» **Consegna**
Rispondi a queste domande sulla recensione di Roma ’600:
(a) In che anno Rolf Lieslevand incise il Libro Quarto di Kapsberger?
(b) Con quale etichetta esce il CD dell'ensemble I Bassifondi?
(c) Come viene spiegato il concetto rinascimentale di "sprezzatura"?
------ Testo scelto
ROMA ’600
ENSEMBLE I Bassifondi LIUTI E CHITARRE Simone
Vallerotonda CD Arcana 467 ★★★
Spentasi troppo presto la brillantissima cometa di David Munrow (19421976), abbiamo atteso l’inizio degli anni 90 prima che nella “musica antica” si riaccendesse davvero collettivamente l’interesse per le possibili commistioni tra scritto e orale, tra aderenza al testo e possibilità di aderenza ancora maggiore tramite una presa di distanza che ammettesse in alcuni contesti – specialmente i brani su basso ostinato (ciaccona, canario, folia, passacaglia, bergamasca), quelli di carattere improvvisativo (preludi, toccate, in certi casi anche fantasie) – l’uso di percussioni e di prassi esecutive di matrice etnica unite all’arte della “diminuzione” (cioè di eseguire formule ornamentali dove il ritmico e la melodia lo permettono). Titolo seminale, nel 1993, fu il Libro Quarto di Kapsberger inciso da Rolf Lieslevand insieme a Guido Morini che organizzava attorno a lui un basso continuo “scandalosamente” caleidoscopico: da ragazzo m’innamorai di quel disco Astrée e ricordo una sera in pizzeria animata dalla discussione tra i miei pro (all’epoca poco motivati) e gli altrui contro, che lamentavano la trasformazione del Seicento romano in “musica africana” (la pandemia da politically correct non era ancora scoppiata). Ventisette anni dopo, l’esempio di nonno Munrow è lontano e i figli di Lieslevand & co hanno voglia di far vedere a papà che sanno cavarsela da soli: infatti è ormai stracarico lo scaffale sul quale giacciono accozzaglie di ciaccone rifritte, recitar cantando col kazoo, basso continuo con ogni sorta di strumenti (compreso l’ukulele) ecc. ecc. Così, appena arriva questo Roma ’600, non nego che il primo istinto è di scaraventarlo nel mucchio degli altri “Stinti Illimani”; però mi sovviene la bella prova di Simone Vallerotonda nell’intavolatura di liuto di Giovanni Zamboni
(Arcana) e metto su… Bisogna subito ammettere che il desiderio di osare – dichiarato sin dalle note illustrative – è sostenuto non solo dalle capacità tecniche ma anche da un senso della misura, della bravura (che è altro rispetto alla tecnica) e dell’umorismo; ci si può spingere fino a recuperare il concetto rinascimentale di “sprezzatura” (la capacità, in sintesi, di far apparire facili le cose difficili). In termini di retorica musicale, il proposito di questo album è più quello di “delectare” (divertire) che quello di “docere” (ammaestrare); tuttavia nel caotico panorama della scena attuale, possiamo attribuirgli anche il merito di aver offerto un contributo consistente a un genere (discografico e storico-musicale) ostico: dall’inizio alla fine dell’ascolto, infatti, non si resta mai disorientati sul dove, sul quando e sul che cosa, perché gli stili e le prassi non sono fusi in un magma indistinto (tragico equivoco del crossover) ma stanno bene insieme (pregio degli incontri tra culture).
------------
------ Dati estratti
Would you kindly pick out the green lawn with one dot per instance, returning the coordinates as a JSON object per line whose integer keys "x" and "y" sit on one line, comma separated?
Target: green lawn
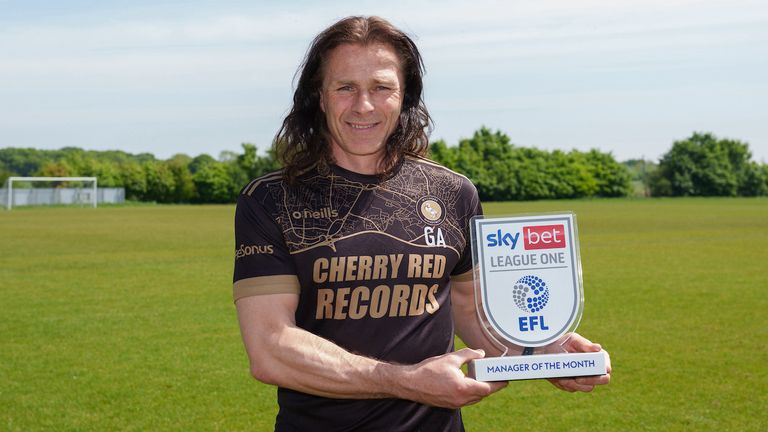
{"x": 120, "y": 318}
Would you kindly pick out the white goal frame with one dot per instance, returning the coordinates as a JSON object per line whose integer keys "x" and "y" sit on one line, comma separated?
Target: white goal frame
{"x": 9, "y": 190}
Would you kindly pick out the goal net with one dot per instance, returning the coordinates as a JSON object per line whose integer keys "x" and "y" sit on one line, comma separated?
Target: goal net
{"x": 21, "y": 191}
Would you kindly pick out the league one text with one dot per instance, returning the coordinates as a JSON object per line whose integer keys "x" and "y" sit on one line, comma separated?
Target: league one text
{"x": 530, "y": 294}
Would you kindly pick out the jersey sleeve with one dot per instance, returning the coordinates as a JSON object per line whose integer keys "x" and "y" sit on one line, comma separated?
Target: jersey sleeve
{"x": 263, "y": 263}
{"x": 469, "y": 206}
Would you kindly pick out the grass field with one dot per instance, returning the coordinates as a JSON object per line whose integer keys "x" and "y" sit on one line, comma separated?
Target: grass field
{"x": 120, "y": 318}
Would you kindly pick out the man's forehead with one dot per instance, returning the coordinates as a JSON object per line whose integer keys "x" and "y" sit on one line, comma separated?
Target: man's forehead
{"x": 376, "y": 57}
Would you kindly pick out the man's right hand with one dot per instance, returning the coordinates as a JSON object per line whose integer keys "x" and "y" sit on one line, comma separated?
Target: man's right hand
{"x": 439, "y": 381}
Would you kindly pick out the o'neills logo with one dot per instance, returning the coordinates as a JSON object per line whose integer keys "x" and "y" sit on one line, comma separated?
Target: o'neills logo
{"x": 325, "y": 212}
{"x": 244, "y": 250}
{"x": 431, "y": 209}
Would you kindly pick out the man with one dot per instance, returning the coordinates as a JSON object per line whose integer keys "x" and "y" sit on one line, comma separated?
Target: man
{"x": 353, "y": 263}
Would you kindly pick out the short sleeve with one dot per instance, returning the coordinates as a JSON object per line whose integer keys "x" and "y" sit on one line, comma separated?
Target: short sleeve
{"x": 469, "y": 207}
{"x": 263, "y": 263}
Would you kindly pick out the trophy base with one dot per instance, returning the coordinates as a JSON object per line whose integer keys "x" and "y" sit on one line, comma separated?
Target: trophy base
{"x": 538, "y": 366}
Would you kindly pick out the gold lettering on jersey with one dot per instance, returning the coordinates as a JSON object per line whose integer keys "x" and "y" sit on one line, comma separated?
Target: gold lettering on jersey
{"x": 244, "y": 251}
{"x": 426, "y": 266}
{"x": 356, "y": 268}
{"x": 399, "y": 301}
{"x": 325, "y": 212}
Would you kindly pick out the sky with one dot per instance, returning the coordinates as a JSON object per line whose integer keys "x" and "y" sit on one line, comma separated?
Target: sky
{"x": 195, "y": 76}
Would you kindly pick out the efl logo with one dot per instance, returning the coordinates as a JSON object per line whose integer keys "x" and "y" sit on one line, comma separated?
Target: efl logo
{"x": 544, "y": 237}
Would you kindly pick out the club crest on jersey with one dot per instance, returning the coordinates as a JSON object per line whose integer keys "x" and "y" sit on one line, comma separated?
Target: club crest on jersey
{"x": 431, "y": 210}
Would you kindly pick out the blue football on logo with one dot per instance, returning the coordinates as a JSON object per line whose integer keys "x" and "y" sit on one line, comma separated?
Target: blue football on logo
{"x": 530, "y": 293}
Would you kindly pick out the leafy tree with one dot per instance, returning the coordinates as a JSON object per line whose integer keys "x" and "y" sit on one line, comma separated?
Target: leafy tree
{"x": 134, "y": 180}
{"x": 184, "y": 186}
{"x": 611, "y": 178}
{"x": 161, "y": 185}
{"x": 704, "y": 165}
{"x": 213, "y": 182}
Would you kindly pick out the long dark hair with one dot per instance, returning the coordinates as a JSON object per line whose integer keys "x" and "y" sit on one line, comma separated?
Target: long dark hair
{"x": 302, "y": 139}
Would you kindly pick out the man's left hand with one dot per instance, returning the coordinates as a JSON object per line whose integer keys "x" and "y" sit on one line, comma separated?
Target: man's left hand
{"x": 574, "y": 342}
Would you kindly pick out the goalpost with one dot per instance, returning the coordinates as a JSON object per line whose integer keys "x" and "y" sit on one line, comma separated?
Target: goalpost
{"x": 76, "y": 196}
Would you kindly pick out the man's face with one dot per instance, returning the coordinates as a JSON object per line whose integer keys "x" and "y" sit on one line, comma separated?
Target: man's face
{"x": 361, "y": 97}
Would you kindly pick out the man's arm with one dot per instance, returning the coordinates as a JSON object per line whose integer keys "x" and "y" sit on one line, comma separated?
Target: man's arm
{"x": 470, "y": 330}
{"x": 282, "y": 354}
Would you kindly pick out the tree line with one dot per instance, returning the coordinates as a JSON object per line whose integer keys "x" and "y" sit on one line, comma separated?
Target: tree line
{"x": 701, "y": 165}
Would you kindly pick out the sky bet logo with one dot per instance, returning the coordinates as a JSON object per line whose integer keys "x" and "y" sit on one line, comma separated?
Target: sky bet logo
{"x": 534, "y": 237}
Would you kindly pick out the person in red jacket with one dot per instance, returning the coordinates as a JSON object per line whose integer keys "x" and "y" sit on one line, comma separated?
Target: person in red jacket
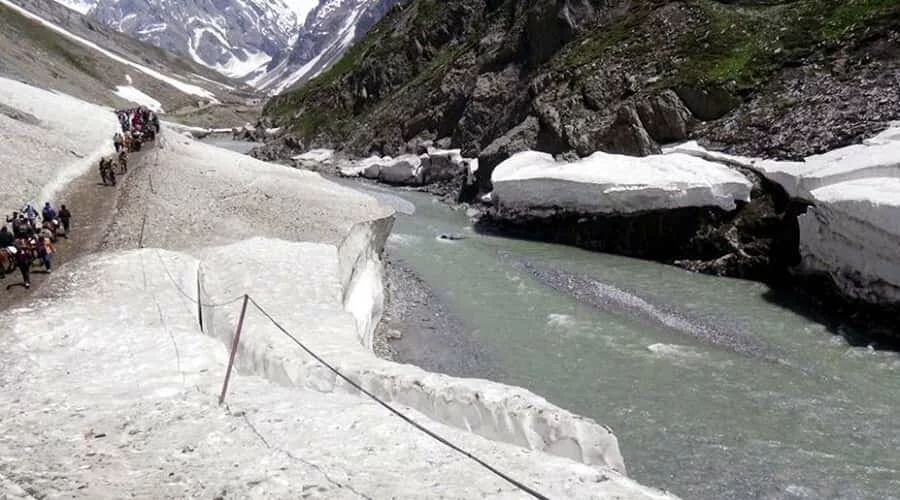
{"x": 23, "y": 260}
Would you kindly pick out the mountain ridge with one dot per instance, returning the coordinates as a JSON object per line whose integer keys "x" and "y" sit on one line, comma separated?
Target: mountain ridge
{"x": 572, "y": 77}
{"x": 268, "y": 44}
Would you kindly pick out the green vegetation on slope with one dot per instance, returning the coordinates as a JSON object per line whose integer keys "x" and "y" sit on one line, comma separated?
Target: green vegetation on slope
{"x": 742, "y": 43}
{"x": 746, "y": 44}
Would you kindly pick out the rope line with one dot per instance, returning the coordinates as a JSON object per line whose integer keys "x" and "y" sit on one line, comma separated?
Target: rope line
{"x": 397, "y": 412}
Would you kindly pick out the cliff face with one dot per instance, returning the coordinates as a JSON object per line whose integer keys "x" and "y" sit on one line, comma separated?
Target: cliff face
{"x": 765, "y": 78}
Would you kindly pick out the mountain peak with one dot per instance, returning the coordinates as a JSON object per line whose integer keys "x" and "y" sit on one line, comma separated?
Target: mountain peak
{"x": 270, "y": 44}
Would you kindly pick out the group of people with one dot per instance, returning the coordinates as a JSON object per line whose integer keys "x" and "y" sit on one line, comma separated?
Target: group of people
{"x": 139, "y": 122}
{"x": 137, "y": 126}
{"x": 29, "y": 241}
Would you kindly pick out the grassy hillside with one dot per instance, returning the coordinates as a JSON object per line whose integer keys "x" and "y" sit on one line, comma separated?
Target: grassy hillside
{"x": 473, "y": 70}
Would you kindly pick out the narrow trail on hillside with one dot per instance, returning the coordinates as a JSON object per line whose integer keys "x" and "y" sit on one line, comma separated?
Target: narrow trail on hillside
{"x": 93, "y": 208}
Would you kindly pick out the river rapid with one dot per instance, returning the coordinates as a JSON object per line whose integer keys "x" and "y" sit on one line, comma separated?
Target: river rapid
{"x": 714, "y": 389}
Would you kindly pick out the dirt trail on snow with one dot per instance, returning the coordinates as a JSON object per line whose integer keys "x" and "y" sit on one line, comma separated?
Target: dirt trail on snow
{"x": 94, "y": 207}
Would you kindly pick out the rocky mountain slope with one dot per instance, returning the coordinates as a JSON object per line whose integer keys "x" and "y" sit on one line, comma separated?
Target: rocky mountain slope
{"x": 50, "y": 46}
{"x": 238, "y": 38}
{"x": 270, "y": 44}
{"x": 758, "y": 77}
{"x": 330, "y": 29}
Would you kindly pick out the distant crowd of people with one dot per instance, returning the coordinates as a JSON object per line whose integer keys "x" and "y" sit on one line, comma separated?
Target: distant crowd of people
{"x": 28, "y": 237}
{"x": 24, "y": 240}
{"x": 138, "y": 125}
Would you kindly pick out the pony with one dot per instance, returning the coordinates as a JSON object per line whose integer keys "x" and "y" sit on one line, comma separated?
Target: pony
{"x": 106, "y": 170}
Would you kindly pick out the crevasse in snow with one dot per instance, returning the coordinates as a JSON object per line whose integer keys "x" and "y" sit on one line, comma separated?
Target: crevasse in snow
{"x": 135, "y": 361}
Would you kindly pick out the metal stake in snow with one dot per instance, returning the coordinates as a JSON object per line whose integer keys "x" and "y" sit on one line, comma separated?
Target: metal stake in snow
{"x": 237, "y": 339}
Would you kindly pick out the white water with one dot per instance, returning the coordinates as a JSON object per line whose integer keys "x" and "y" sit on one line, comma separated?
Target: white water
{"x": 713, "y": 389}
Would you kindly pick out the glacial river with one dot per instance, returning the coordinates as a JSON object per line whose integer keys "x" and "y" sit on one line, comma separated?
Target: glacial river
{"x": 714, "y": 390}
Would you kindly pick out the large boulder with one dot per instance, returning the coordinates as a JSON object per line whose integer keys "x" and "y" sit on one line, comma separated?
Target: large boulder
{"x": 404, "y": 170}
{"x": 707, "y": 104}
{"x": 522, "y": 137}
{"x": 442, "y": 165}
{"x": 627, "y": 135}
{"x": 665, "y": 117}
------------
» **Soluzione**
(a) Nel 1993.
(b) Arcana.
(c) È la capacità di far apparire facili le cose difficili.